TASK PROMPT
Print the data below exactly as it appears.

☆ ☆ ☆ ☆

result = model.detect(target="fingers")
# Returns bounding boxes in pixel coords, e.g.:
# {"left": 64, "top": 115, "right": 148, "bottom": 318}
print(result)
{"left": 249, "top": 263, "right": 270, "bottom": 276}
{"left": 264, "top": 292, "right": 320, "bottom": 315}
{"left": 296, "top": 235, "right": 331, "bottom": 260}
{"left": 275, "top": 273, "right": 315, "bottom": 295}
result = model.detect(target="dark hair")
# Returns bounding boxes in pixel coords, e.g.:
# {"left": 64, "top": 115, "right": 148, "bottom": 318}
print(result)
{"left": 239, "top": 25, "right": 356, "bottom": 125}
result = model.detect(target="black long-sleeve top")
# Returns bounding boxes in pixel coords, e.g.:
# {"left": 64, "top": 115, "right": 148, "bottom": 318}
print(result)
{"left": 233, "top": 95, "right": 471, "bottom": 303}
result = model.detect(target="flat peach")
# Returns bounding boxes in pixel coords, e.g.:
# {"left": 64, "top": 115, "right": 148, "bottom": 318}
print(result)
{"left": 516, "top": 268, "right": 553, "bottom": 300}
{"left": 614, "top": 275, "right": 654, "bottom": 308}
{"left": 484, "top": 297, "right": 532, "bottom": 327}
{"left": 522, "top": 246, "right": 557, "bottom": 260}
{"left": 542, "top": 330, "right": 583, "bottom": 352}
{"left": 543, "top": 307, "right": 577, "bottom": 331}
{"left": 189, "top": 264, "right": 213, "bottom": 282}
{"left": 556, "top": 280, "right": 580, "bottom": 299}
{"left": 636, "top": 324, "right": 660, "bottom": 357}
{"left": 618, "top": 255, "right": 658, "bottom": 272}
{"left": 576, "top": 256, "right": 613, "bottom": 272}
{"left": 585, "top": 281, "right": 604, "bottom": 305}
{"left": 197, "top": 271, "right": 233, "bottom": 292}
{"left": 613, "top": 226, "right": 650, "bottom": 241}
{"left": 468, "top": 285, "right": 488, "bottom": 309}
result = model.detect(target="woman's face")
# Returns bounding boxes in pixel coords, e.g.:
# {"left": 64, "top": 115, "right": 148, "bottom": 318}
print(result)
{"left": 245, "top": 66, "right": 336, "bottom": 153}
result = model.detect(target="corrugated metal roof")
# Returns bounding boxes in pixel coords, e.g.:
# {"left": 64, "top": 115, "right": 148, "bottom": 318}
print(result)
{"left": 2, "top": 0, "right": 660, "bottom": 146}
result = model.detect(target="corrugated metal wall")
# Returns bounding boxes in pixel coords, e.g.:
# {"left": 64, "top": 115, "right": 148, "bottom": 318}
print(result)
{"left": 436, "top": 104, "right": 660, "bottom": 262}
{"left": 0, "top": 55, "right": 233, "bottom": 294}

☆ ☆ ☆ ☆

EXPECTED OUTPUT
result = model.detect(target="fingers")
# Returns bounding boxes in pixel coords, e.g.:
# {"left": 64, "top": 115, "right": 148, "bottom": 318}
print(result)
{"left": 249, "top": 263, "right": 270, "bottom": 276}
{"left": 264, "top": 292, "right": 320, "bottom": 315}
{"left": 296, "top": 235, "right": 331, "bottom": 260}
{"left": 275, "top": 273, "right": 315, "bottom": 295}
result = model.detect(target="dark hair")
# Returns bounding boxes in pixel coords, e.g.:
# {"left": 64, "top": 115, "right": 148, "bottom": 318}
print(result)
{"left": 239, "top": 25, "right": 356, "bottom": 125}
result = model.detect(target="black long-sleeve top")
# Returns bounding boxes in pixel coords, e.g.:
# {"left": 64, "top": 115, "right": 148, "bottom": 318}
print(result)
{"left": 233, "top": 95, "right": 471, "bottom": 303}
result = model.detect(target="flat peach")
# Returns bounding boxes in pixel coords, e.g.:
# {"left": 64, "top": 115, "right": 148, "bottom": 318}
print(result)
{"left": 516, "top": 268, "right": 553, "bottom": 300}
{"left": 614, "top": 275, "right": 654, "bottom": 308}
{"left": 484, "top": 297, "right": 532, "bottom": 327}
{"left": 522, "top": 246, "right": 557, "bottom": 260}
{"left": 542, "top": 330, "right": 583, "bottom": 352}
{"left": 543, "top": 307, "right": 577, "bottom": 331}
{"left": 189, "top": 264, "right": 213, "bottom": 282}
{"left": 556, "top": 280, "right": 580, "bottom": 299}
{"left": 636, "top": 324, "right": 660, "bottom": 357}
{"left": 618, "top": 255, "right": 658, "bottom": 272}
{"left": 576, "top": 256, "right": 613, "bottom": 272}
{"left": 585, "top": 281, "right": 604, "bottom": 305}
{"left": 197, "top": 271, "right": 233, "bottom": 292}
{"left": 613, "top": 226, "right": 650, "bottom": 241}
{"left": 468, "top": 285, "right": 488, "bottom": 309}
result = model.detect(target="woman's face")
# Returns bounding boxes in pixel coords, e.g.:
# {"left": 64, "top": 115, "right": 148, "bottom": 318}
print(result)
{"left": 245, "top": 66, "right": 336, "bottom": 153}
result = model.detect(target="corrugated metal roof")
# Returns bounding boxes in pixel coords, e.g.:
# {"left": 64, "top": 115, "right": 148, "bottom": 318}
print(result)
{"left": 2, "top": 0, "right": 660, "bottom": 146}
result = model.detect(target="corrugated metal wall")
# Returns bounding boxes in pixel coords, e.g.:
# {"left": 64, "top": 115, "right": 148, "bottom": 318}
print(result)
{"left": 436, "top": 104, "right": 660, "bottom": 262}
{"left": 0, "top": 55, "right": 233, "bottom": 294}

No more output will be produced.